▶ _GIVEN PROBLEM_
Pull out each line of the items below that contains the word "fireplace", and copy those lines unchanged.

▶ _RECORDS SHOWN_

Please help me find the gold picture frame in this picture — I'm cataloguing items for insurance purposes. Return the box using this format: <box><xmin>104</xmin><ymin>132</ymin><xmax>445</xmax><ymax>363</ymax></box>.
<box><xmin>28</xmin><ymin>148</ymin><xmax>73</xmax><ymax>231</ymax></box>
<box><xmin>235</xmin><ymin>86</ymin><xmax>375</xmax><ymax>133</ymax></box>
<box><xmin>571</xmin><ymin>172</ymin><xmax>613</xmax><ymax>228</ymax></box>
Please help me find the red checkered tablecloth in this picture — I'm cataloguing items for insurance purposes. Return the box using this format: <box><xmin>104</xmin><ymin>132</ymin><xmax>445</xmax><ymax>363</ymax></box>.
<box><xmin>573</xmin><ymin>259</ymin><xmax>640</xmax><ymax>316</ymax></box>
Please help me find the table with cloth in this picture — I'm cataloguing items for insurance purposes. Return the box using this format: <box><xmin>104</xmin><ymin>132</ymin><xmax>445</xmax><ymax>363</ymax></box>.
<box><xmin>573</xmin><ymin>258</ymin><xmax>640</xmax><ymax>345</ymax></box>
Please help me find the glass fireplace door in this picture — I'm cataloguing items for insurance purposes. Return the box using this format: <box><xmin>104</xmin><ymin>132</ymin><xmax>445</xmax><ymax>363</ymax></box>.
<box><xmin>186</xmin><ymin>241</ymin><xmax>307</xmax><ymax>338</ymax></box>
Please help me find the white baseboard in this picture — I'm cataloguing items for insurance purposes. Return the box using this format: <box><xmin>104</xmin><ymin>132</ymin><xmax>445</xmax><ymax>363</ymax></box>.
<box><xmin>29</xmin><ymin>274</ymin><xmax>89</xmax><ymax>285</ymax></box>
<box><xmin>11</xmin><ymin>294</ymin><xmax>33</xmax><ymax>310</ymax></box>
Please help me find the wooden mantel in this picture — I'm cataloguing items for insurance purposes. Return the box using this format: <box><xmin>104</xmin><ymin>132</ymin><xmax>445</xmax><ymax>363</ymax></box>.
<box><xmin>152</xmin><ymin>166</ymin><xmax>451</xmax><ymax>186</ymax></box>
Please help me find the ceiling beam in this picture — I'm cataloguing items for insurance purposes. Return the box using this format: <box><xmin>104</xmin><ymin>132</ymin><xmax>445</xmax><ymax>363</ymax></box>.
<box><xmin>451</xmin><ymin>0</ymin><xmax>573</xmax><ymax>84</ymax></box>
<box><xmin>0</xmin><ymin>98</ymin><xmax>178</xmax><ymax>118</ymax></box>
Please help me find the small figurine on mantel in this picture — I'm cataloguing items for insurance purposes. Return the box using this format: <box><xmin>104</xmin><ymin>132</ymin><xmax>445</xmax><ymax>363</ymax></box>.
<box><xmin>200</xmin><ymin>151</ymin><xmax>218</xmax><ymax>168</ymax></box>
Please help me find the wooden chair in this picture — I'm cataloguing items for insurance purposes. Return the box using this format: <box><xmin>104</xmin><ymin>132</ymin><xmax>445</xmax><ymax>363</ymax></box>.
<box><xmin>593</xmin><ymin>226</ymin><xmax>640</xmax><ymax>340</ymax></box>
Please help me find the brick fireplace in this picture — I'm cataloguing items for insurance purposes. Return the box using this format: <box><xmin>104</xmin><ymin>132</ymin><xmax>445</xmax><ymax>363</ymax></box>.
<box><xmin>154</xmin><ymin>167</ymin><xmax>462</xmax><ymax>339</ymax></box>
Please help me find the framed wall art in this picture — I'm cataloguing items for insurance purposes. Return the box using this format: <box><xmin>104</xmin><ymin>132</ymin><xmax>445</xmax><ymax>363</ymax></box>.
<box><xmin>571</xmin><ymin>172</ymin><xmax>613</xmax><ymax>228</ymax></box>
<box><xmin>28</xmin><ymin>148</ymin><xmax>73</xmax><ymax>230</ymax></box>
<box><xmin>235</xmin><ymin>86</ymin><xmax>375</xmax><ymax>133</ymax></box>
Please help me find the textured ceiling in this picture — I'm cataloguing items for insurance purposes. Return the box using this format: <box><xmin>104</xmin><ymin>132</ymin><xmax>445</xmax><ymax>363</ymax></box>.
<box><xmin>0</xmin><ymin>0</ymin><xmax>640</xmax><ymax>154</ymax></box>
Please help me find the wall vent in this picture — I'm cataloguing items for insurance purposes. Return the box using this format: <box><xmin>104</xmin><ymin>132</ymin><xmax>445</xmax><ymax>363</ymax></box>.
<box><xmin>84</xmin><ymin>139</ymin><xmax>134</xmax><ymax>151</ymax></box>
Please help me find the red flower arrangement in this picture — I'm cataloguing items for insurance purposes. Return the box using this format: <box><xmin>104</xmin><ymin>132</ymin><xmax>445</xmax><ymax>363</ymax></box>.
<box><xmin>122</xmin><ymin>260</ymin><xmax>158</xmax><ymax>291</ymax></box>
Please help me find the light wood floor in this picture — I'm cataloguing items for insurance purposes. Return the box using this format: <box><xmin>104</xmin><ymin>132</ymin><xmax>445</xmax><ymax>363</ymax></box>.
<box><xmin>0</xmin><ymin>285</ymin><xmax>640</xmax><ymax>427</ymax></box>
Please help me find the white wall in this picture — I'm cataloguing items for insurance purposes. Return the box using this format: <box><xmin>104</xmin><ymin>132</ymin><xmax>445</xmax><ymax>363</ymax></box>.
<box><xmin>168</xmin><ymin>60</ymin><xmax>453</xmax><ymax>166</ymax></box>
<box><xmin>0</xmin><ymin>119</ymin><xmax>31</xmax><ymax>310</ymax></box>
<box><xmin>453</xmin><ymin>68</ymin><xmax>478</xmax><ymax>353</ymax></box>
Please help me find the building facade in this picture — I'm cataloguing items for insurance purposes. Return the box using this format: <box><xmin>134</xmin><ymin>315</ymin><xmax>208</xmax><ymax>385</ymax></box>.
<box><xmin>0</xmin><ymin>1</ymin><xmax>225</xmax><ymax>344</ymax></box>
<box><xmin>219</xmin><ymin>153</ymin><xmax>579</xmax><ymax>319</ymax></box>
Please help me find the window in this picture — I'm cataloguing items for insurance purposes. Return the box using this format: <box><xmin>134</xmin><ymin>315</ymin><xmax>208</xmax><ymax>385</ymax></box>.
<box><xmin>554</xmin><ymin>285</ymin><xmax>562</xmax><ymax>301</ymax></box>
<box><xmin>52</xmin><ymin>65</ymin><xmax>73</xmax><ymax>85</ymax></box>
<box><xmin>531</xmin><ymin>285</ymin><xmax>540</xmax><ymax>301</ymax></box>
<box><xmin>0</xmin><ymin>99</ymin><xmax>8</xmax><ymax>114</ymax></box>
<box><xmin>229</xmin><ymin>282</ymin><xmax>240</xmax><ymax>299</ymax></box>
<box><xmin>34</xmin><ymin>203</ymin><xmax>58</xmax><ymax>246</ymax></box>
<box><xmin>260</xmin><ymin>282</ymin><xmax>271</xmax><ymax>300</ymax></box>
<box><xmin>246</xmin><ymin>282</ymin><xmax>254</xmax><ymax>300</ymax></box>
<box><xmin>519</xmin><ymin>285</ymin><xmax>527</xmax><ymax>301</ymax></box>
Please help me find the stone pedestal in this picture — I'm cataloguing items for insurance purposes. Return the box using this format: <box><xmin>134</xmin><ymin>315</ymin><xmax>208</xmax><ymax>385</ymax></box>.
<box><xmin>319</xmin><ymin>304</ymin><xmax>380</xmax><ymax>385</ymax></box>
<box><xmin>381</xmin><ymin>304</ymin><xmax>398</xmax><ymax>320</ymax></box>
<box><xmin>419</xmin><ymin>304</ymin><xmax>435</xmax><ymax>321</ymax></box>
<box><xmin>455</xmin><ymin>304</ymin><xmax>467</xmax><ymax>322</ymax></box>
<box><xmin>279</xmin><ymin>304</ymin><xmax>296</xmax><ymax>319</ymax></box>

▶ _EXERCISE ANSWER_
Please help me find the glass fireplace door in this picture — I'm cataloguing items for insurance purposes. Return the box using this format: <box><xmin>104</xmin><ymin>132</ymin><xmax>445</xmax><ymax>363</ymax></box>.
Please help me find the brick fireplace in this picture — I'm cataloguing items for insurance purposes. Return the box using this format: <box><xmin>104</xmin><ymin>132</ymin><xmax>445</xmax><ymax>363</ymax></box>.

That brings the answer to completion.